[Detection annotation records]
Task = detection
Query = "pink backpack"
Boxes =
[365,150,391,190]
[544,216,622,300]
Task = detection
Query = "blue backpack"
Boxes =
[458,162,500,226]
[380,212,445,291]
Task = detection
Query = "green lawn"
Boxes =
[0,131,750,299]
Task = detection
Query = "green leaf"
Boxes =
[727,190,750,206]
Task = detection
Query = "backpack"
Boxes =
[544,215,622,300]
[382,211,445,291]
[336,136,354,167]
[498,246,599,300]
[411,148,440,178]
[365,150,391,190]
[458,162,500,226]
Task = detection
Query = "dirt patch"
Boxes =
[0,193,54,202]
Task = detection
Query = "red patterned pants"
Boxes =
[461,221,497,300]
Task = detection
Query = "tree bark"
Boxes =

## Job:
Rewrite all of the data above, changing every "backpack" to "rucksack" and keeping everything else the same.

## Expected output:
Task = detection
Query = "pink rucksack"
Boxes =
[365,150,391,190]
[544,216,622,300]
Task = detection
Query = "blue rucksack"
Boxes =
[458,162,500,226]
[380,212,445,291]
Task = detection
Query = "green lawn"
Boxes =
[0,131,750,299]
Task = detection
Query = "green leaf"
Boxes =
[727,190,750,206]
Task = detection
Query = "rucksack"
Boxes =
[544,215,622,300]
[382,211,445,291]
[336,136,354,167]
[498,246,599,300]
[411,148,440,178]
[365,150,391,190]
[458,162,500,226]
Task = detection
Query = "dirt patch"
Boxes =
[0,193,54,202]
Task = detection
Query = "red patterned pants"
Boxes =
[461,221,497,300]
Task = detection
Query = "tree bark"
Boxes =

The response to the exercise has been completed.